*Task details*
Print verbatim the lines from the beginning of the entries through the line containing "[(890, 44), (918, 342), (165, 93)]", both ends included. Pictures should be left out.

[Saved data entries]
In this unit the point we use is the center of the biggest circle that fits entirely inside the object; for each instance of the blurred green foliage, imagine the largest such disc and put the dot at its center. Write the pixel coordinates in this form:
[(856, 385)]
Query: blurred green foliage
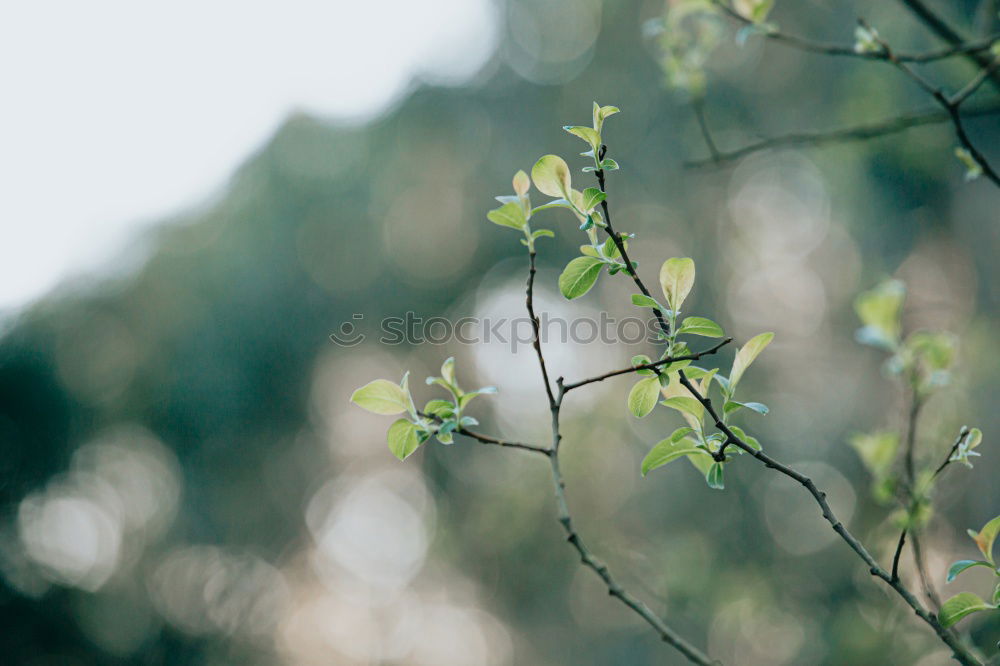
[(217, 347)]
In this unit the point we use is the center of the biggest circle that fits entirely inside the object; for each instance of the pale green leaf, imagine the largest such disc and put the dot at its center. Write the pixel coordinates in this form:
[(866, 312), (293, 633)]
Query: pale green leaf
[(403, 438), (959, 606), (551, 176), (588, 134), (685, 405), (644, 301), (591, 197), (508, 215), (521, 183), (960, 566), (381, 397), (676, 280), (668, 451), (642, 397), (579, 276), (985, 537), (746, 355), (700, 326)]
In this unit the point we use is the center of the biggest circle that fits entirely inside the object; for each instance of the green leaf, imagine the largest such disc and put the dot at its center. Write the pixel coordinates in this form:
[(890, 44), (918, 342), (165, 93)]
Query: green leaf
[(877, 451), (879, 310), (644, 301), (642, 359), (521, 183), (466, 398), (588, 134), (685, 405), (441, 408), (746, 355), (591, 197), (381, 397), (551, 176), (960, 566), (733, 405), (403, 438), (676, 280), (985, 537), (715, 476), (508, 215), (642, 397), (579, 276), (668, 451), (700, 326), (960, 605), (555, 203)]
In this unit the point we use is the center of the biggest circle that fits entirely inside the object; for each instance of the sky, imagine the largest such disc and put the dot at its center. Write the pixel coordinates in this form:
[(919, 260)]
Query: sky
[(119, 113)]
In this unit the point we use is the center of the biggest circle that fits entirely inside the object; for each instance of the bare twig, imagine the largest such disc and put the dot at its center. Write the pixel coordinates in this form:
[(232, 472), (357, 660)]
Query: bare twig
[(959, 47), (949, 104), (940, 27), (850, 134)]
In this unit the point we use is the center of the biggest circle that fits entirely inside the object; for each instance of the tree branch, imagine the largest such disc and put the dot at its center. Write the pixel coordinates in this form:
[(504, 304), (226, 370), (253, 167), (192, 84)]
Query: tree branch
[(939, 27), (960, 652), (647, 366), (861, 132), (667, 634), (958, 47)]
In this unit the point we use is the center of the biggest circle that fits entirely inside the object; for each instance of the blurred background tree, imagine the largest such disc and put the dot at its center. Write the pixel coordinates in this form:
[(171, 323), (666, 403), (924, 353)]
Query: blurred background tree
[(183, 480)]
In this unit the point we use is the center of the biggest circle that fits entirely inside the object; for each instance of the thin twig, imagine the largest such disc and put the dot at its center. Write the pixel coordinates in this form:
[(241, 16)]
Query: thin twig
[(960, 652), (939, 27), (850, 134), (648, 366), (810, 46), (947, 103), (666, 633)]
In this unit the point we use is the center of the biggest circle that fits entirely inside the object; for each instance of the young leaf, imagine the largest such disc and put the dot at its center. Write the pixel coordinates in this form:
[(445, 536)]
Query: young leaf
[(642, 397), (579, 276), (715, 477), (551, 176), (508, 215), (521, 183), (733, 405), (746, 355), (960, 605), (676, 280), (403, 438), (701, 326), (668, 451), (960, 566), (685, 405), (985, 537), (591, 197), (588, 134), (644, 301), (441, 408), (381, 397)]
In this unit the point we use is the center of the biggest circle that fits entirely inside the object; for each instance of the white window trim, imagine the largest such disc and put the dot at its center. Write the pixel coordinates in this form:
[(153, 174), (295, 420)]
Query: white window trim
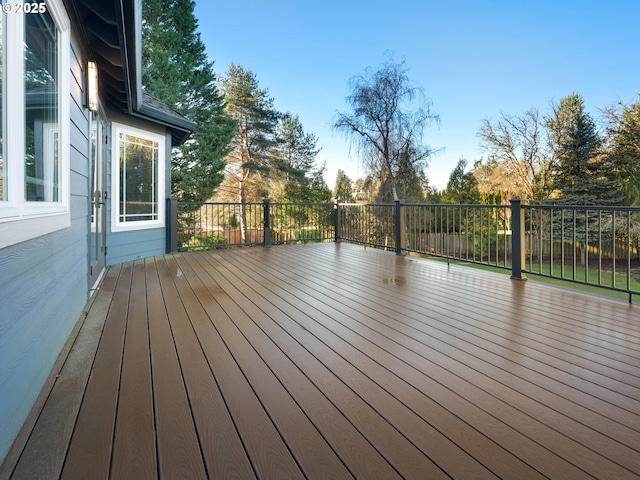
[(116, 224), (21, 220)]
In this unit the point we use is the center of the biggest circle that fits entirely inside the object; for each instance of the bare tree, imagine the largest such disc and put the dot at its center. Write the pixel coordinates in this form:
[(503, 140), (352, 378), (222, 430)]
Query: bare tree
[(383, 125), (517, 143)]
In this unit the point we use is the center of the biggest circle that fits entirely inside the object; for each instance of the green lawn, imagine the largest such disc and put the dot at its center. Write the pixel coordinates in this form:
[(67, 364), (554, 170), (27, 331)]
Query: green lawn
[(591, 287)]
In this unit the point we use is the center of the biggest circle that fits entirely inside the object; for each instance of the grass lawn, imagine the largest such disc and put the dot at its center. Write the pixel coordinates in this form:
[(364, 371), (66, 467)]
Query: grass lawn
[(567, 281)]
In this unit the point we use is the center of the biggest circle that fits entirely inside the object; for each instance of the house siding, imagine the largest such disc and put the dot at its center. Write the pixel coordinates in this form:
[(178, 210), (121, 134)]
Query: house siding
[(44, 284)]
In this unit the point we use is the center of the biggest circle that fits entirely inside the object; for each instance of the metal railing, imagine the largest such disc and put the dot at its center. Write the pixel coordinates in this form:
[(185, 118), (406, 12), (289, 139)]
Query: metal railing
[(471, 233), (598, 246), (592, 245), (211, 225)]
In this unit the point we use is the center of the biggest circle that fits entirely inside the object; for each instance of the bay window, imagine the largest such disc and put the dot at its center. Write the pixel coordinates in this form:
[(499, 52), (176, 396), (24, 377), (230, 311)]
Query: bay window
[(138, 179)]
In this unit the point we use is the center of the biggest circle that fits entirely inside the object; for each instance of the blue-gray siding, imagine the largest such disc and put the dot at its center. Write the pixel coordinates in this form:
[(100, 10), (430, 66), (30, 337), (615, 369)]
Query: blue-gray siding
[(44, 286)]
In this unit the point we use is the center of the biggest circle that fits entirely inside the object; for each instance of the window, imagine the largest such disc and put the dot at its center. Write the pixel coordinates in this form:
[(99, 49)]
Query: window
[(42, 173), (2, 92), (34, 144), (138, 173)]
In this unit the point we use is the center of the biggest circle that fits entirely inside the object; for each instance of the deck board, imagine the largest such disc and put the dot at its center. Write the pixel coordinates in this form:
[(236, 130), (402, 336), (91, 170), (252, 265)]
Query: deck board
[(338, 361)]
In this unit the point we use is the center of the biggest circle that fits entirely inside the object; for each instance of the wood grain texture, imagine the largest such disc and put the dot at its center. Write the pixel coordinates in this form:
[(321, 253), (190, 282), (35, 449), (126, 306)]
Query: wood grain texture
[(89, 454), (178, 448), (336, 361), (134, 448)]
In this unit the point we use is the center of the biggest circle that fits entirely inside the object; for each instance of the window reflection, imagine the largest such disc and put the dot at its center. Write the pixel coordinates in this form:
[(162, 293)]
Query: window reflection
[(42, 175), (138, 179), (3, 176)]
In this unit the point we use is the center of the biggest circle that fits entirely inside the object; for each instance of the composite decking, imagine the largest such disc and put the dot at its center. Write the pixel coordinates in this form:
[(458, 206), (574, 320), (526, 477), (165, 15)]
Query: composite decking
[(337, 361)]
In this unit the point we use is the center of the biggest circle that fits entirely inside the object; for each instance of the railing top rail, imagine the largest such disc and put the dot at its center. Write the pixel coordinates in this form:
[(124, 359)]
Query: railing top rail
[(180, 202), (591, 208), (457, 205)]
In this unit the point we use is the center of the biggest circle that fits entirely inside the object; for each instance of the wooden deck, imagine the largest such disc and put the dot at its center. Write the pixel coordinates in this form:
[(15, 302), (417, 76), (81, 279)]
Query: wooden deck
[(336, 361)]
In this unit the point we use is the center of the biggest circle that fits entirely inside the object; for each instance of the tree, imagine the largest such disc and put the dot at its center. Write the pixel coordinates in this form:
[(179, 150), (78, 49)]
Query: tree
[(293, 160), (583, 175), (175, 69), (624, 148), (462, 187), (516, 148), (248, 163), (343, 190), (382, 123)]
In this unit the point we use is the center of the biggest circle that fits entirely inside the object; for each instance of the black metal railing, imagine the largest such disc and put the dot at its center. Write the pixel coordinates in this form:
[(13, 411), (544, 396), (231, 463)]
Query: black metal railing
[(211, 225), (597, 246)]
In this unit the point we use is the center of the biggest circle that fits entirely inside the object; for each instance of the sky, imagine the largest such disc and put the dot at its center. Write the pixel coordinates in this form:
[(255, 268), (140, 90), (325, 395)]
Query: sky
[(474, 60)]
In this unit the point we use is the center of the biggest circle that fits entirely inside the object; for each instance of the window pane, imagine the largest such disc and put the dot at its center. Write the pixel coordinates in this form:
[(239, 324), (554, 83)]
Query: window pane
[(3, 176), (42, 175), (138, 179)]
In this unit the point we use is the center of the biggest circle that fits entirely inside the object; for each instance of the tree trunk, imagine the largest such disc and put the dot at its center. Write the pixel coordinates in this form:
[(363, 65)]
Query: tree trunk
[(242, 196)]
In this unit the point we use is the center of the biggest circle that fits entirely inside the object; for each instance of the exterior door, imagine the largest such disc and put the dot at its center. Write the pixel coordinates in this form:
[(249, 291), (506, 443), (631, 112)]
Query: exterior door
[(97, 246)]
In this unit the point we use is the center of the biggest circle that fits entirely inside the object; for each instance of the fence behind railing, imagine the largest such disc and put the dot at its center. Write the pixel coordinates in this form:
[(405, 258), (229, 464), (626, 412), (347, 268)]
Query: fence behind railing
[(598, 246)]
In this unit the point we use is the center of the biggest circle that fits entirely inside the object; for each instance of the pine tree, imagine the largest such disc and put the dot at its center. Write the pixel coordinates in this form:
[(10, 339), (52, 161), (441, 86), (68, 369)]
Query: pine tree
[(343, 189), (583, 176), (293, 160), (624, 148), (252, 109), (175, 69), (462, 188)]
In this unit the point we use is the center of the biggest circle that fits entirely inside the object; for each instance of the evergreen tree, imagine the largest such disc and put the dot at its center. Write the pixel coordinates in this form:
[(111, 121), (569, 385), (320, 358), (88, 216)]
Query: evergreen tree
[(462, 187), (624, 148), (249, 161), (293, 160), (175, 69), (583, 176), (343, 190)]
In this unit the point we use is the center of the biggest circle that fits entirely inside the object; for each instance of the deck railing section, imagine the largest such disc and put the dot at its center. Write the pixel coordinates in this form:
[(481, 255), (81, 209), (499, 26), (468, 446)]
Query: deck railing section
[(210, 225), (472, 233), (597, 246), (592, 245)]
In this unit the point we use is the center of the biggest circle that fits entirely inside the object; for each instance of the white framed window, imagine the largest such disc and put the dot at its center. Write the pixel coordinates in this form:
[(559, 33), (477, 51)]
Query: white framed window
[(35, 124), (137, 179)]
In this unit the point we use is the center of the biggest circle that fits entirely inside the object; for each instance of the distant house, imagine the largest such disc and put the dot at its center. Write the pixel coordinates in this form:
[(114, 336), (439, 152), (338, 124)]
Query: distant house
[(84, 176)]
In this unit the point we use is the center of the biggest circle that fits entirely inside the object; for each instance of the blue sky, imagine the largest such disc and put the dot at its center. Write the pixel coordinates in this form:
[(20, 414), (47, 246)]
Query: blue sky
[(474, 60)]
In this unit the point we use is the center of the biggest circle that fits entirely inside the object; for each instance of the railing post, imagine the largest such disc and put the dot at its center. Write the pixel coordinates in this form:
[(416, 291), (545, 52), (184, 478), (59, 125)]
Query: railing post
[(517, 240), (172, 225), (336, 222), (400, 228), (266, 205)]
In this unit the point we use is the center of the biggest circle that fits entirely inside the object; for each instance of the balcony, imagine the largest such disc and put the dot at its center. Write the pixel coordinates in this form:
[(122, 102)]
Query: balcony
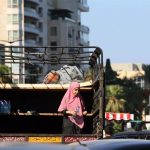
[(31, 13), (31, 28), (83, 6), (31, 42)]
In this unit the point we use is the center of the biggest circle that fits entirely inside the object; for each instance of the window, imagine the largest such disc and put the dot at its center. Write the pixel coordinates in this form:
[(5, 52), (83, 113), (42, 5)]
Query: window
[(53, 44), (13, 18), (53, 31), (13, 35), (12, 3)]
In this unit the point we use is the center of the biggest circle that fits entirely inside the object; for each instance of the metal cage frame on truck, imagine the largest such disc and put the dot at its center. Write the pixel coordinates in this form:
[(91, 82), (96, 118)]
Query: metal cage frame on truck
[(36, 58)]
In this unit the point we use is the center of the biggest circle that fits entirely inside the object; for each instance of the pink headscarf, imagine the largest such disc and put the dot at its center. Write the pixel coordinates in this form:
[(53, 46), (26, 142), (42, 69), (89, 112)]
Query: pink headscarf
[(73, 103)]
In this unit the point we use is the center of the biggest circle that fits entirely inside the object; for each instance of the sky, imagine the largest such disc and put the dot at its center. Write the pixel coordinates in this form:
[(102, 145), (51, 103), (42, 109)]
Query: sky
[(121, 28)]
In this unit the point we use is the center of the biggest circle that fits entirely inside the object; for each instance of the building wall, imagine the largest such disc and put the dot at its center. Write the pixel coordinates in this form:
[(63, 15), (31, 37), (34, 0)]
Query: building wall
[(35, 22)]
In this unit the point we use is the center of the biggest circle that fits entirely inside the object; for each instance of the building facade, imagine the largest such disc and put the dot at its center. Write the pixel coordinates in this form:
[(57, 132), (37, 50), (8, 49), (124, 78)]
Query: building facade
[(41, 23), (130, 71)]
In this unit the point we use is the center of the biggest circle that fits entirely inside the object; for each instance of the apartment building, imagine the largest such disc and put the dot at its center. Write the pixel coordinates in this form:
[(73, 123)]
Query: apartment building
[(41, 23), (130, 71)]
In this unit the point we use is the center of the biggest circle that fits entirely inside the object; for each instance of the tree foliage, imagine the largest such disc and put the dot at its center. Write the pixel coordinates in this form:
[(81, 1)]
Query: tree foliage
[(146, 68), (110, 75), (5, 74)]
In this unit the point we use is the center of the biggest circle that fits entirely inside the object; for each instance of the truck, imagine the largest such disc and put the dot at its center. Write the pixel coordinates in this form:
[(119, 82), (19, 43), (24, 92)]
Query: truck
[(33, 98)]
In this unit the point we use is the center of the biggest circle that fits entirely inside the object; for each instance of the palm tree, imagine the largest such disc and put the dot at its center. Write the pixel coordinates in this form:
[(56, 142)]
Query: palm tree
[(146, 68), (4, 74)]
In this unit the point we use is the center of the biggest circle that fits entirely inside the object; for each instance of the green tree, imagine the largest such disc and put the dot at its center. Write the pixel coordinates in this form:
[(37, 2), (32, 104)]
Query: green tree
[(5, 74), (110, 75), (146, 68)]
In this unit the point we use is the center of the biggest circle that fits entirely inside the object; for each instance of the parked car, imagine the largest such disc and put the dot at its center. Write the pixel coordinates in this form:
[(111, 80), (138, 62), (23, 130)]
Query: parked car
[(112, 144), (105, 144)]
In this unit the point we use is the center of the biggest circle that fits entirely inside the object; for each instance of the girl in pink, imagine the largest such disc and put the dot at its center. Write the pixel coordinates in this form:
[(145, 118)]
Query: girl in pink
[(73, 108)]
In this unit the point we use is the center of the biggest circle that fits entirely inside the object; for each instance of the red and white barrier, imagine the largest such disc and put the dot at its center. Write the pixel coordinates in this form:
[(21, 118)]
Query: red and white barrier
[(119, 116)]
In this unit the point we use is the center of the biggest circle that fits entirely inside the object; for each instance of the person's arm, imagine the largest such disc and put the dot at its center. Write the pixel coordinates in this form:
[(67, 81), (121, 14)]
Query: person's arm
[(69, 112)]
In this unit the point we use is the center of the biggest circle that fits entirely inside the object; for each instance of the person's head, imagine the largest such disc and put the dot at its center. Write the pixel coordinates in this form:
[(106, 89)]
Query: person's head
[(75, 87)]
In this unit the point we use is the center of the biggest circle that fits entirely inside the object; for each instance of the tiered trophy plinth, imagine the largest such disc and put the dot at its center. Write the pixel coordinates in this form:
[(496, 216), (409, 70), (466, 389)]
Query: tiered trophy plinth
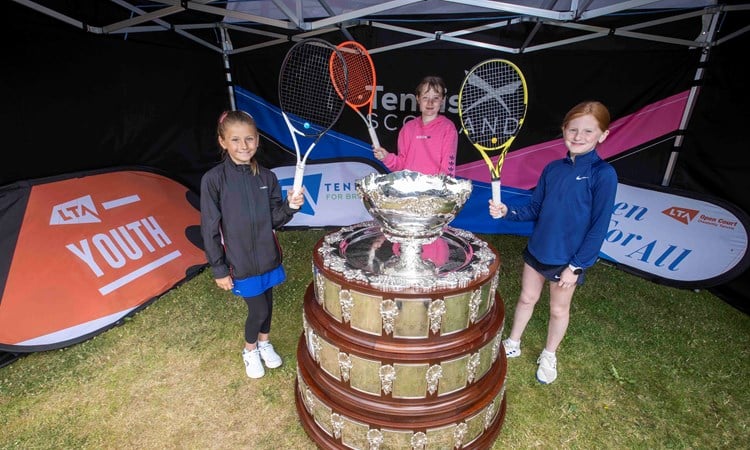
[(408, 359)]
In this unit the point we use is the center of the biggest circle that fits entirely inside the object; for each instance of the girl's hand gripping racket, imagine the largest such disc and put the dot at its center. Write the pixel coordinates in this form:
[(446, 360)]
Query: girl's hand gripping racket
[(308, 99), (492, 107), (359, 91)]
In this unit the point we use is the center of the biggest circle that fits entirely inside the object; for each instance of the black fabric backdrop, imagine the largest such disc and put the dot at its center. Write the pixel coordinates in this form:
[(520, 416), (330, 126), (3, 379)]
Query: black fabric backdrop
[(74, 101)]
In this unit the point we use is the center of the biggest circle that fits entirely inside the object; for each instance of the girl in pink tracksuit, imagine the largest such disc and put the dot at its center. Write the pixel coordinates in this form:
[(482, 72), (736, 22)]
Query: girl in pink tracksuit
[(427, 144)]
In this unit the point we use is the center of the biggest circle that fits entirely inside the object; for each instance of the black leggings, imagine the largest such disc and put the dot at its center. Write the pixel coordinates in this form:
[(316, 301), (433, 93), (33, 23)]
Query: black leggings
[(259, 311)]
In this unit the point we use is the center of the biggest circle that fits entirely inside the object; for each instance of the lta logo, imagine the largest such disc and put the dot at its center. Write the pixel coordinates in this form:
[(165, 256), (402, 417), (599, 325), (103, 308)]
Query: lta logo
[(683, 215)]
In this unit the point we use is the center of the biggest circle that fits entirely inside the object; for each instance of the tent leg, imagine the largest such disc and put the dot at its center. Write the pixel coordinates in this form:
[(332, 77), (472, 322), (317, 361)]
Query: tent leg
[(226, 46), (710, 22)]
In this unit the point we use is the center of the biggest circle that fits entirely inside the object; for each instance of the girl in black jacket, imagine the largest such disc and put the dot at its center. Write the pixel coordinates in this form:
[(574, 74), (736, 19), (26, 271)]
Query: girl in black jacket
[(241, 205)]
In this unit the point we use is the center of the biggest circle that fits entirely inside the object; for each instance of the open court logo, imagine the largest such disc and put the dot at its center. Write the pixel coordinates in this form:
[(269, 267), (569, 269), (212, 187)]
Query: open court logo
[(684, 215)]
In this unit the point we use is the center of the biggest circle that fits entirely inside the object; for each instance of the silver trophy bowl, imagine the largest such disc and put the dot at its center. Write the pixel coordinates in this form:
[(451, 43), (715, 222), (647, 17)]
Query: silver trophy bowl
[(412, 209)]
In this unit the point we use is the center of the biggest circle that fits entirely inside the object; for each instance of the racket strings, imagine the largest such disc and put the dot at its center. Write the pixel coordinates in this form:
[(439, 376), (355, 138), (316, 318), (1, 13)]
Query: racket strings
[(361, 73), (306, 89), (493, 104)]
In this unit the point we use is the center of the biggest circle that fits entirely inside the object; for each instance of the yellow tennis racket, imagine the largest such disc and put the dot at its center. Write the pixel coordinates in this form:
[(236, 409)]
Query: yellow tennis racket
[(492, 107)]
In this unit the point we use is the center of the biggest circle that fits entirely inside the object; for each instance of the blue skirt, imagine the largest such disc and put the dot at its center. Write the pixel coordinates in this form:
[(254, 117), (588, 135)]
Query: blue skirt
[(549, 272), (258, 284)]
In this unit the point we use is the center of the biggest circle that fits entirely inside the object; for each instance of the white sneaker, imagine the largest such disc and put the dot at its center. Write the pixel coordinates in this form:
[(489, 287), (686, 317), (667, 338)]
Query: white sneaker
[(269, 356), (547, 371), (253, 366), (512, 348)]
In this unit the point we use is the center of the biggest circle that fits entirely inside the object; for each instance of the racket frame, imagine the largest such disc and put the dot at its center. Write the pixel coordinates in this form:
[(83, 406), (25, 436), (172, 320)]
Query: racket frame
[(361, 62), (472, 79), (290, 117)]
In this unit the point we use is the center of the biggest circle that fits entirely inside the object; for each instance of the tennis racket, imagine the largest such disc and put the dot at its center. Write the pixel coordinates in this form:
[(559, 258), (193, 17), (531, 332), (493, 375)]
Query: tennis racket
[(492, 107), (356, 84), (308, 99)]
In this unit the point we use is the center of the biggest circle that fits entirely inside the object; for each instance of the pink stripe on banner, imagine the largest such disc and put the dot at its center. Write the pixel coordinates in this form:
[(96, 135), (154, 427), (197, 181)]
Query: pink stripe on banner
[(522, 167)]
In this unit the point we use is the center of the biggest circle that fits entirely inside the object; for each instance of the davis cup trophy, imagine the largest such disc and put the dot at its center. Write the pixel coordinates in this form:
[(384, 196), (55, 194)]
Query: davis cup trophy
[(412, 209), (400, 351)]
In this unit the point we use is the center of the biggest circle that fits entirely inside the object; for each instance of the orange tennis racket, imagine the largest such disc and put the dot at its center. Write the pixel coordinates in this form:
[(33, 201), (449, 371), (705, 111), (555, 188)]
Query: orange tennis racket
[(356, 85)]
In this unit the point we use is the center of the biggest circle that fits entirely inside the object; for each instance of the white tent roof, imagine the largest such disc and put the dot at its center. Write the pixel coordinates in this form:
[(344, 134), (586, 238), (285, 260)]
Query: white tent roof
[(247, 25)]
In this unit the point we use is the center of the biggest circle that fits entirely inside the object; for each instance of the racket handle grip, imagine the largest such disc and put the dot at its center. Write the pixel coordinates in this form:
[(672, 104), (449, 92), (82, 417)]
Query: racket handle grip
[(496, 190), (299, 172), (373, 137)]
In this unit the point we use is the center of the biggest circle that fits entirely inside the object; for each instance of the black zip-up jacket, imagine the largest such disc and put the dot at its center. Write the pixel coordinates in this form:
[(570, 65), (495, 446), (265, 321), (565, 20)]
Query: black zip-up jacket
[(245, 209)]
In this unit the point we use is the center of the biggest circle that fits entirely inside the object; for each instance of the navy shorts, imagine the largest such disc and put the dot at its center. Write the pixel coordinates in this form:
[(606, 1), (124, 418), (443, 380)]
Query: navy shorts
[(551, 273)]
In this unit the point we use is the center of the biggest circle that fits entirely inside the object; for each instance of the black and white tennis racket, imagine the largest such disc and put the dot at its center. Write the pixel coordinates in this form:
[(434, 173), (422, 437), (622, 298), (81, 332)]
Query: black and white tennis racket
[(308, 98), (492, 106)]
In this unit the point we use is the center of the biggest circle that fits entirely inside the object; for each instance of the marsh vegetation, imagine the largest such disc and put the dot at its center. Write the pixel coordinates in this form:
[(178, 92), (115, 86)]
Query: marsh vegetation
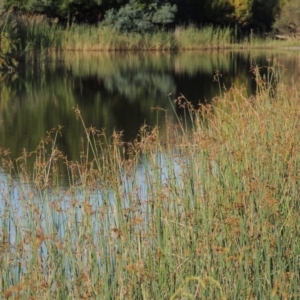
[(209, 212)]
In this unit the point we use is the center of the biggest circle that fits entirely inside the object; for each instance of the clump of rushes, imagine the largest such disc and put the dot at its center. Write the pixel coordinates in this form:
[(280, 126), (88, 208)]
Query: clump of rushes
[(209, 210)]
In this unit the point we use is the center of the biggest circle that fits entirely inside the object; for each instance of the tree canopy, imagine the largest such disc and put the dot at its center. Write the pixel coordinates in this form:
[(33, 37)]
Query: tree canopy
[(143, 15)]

*Result of this exercise*
In this unit the point we use is the center of the biggest circle that fits entirely inside the object; for each instance of the blurred green foliage, imagine the largest such disc and put the dot at its center. Write the pixel coordinates in this form:
[(856, 385)]
Query: blurred green foliage
[(217, 347)]
In this unit the point we use is the center of the biggest circle that fits entirely inside the object; for each instance of the pale green leaf, imagine the largest such disc and put the dot at its center. Write the pixel coordinates in this form:
[(866, 312), (293, 633)]
Query: pale green leaf
[(403, 438), (959, 606), (551, 176), (588, 134), (685, 405), (644, 301), (591, 197), (508, 215), (521, 183), (960, 566), (381, 397), (676, 280), (668, 451), (642, 397), (579, 276), (985, 537), (746, 355), (700, 326)]
In this unit the point we use is the center of the biggest circle that fits entirely inside the object; for each instance of the green leaf, imagine the largest such disc and put the dot at its center. Write the pixel coordinates in this form:
[(890, 44), (918, 342), (165, 93)]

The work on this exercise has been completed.